(Records from a collection)
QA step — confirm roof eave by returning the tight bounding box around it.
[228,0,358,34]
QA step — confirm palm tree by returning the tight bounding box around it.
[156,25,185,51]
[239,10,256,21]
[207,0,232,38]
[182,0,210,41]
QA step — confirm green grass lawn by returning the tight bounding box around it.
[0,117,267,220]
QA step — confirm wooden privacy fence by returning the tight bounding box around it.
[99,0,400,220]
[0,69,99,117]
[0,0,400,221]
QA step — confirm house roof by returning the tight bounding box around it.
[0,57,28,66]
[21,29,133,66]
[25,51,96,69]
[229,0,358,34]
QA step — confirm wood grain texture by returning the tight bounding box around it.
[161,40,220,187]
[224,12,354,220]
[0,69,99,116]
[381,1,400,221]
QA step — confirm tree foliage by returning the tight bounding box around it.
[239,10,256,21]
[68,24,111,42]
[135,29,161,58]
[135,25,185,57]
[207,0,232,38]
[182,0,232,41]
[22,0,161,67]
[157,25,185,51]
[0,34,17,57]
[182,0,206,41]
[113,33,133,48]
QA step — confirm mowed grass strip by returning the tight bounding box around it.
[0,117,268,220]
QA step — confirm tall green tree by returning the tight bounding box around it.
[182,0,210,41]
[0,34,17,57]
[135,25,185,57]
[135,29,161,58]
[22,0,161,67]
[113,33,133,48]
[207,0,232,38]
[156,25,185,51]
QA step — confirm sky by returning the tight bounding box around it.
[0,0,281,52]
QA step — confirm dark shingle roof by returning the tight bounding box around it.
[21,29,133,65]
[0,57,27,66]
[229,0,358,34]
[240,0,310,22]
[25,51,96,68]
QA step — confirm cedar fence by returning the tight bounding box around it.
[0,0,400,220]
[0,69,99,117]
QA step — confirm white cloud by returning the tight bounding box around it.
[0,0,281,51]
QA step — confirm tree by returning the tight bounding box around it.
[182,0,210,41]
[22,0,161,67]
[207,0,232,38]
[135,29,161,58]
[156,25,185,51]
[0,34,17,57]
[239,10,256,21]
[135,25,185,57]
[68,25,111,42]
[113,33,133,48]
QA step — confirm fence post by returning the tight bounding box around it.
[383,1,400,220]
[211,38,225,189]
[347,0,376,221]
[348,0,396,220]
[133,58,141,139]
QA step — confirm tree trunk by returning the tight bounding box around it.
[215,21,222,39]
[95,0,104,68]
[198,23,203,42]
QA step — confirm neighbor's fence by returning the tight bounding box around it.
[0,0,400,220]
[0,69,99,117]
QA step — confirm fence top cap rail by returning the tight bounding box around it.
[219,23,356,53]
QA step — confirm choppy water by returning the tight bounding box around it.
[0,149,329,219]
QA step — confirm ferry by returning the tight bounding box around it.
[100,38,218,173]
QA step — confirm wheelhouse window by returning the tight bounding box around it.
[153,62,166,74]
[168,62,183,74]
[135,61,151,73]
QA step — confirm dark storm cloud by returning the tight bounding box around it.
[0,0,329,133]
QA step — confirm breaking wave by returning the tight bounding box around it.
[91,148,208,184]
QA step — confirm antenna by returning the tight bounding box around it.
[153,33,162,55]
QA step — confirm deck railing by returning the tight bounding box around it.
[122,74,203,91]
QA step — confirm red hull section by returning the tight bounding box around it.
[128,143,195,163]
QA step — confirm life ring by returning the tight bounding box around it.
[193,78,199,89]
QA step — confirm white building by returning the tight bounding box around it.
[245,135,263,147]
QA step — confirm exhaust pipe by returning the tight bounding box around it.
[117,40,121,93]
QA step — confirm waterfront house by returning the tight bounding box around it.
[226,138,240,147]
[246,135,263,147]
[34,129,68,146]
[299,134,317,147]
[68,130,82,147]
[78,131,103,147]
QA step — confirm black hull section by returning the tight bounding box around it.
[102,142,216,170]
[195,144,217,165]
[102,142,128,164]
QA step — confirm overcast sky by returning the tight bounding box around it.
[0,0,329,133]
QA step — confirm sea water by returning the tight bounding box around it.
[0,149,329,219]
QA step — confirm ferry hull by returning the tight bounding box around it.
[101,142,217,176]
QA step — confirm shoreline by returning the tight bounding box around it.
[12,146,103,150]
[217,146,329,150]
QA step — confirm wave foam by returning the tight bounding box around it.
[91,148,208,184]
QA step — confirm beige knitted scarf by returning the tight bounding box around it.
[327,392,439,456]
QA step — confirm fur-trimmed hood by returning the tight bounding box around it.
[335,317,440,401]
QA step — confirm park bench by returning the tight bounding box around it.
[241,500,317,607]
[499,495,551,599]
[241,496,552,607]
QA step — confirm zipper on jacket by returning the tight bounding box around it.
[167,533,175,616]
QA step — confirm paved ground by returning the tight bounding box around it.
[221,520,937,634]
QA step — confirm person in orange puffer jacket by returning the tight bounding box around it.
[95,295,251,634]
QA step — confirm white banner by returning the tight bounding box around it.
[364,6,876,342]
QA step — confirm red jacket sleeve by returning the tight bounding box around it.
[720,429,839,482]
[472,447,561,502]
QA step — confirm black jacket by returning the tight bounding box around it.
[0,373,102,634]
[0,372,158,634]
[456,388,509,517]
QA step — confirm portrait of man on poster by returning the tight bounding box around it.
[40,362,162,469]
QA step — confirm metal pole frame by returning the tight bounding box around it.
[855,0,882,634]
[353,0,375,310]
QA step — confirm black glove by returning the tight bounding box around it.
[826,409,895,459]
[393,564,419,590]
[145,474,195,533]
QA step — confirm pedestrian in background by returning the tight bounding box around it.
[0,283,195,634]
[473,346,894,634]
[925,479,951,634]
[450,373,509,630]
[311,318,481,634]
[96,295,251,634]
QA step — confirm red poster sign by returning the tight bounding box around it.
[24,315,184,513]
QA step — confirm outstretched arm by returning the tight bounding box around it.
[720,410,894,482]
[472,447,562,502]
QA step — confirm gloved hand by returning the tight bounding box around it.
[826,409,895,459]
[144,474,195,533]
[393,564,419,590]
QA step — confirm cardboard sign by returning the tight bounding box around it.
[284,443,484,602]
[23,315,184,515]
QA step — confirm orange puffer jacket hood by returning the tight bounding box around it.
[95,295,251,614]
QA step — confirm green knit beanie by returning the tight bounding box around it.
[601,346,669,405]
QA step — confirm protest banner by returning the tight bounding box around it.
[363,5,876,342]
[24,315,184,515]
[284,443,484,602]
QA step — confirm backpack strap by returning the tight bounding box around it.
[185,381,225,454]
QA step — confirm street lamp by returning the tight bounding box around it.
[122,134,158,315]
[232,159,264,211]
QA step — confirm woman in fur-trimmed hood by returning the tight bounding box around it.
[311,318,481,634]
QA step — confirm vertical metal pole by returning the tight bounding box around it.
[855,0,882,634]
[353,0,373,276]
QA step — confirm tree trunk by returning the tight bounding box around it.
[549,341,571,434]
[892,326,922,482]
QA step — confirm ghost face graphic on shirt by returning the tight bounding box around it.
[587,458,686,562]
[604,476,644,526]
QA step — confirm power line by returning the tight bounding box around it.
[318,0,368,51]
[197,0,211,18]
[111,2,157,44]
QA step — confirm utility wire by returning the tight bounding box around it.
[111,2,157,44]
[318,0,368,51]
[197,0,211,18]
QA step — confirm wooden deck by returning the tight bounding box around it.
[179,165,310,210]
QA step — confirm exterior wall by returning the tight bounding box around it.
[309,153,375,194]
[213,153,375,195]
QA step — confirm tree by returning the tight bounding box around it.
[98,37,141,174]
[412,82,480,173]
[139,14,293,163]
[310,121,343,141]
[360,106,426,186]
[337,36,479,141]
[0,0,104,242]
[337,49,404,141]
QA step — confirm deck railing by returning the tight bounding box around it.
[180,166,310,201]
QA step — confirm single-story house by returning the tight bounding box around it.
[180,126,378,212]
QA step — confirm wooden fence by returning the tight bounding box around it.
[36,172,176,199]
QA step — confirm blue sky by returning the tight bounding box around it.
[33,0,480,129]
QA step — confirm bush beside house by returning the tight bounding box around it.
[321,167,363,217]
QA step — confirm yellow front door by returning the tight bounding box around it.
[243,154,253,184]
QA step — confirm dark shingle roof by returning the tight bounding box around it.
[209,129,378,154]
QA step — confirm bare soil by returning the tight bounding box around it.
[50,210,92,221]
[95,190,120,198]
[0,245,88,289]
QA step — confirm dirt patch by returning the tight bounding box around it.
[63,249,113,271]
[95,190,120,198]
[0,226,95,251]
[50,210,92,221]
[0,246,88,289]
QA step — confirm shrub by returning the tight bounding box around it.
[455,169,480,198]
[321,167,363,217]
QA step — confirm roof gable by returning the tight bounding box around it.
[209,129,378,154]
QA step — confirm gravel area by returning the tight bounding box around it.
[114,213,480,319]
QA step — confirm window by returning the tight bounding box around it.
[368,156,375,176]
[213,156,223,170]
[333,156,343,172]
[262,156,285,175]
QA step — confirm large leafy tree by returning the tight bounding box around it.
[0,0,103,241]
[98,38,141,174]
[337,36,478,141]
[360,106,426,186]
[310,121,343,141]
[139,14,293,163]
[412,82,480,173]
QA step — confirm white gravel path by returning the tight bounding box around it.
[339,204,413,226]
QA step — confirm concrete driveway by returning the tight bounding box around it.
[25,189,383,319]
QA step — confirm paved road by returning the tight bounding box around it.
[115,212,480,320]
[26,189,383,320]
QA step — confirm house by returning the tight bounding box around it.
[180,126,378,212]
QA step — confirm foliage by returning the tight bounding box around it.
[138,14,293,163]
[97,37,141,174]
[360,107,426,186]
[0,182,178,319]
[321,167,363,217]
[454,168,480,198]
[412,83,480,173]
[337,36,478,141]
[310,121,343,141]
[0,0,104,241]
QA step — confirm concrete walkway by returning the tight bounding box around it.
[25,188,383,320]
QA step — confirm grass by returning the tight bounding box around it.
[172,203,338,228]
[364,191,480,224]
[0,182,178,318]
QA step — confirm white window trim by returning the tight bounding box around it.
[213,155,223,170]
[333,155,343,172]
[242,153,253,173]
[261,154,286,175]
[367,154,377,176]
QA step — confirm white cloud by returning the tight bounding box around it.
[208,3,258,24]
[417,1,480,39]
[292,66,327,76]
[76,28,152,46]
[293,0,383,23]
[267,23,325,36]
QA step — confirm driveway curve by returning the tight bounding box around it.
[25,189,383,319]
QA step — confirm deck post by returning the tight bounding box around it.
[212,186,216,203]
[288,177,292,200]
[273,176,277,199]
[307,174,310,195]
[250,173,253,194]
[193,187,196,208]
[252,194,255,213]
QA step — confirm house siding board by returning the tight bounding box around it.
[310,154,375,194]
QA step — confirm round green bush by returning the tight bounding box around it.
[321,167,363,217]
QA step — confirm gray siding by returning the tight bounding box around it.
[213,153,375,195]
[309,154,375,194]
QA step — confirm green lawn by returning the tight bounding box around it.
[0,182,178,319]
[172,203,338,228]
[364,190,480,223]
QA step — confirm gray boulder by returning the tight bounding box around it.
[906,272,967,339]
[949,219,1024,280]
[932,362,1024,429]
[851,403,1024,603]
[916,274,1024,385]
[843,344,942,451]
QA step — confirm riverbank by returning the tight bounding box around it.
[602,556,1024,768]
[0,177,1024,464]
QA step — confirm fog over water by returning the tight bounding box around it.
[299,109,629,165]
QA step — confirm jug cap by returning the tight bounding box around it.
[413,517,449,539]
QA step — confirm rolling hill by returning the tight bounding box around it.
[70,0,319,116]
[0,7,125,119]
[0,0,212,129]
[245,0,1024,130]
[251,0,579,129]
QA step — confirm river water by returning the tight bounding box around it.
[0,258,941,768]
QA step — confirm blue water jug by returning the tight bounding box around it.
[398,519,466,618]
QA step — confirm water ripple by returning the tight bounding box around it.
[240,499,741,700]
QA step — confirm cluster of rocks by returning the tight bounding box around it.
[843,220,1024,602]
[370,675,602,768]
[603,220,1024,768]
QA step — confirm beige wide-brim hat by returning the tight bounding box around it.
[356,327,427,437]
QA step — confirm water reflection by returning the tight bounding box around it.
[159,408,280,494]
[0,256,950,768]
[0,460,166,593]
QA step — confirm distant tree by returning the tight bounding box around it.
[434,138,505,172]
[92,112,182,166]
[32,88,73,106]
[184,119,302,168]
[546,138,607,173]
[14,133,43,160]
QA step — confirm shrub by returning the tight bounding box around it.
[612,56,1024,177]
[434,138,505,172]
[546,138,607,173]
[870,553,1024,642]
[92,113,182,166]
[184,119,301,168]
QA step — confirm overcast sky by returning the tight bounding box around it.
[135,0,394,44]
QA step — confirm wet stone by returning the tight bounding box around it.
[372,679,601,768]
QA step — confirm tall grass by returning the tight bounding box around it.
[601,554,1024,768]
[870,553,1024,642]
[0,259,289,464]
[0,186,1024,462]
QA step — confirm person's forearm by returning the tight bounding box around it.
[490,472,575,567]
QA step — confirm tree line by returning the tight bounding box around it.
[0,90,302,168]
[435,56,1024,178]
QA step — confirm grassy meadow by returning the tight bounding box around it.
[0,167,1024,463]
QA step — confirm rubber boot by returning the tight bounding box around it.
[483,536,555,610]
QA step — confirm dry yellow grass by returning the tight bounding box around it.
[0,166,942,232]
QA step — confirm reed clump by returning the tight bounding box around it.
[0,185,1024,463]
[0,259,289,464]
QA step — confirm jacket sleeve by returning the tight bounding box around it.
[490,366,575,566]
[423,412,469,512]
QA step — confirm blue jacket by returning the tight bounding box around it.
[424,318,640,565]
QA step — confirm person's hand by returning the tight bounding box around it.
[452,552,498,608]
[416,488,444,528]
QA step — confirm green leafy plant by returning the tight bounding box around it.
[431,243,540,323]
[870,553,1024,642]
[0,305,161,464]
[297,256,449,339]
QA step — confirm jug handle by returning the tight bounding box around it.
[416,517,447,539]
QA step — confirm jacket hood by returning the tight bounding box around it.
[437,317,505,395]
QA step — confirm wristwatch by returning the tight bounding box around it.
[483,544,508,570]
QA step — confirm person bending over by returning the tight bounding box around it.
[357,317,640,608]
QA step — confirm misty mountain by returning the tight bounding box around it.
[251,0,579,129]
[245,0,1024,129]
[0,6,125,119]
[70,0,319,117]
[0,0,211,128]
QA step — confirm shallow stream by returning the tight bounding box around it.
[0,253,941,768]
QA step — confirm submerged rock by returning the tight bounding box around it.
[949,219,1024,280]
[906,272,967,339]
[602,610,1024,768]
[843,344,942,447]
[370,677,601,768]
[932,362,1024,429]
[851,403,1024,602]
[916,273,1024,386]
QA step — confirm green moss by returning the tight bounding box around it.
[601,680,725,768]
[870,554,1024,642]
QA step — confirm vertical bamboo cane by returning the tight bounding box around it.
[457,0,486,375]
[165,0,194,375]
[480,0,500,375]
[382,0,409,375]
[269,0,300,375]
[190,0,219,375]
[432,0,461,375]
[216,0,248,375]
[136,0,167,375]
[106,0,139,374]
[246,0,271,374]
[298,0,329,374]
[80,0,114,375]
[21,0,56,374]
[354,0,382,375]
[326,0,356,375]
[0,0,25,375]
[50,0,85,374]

■ SHORT EXERCISE
Copy the records word for word, from the line containing "QA step — confirm dry" up to and including the line containing "[423,412,469,512]".

■ RESPONSE
QA step — confirm dry yellow grass by returning the tight bounding box around it.
[0,166,942,232]
QA step — confirm reed clump by returning the tight bounding box around it.
[0,185,1024,463]
[0,259,289,464]
QA step — confirm jacket sleeve by returning the tight bounding box around it.
[490,366,575,566]
[423,412,469,512]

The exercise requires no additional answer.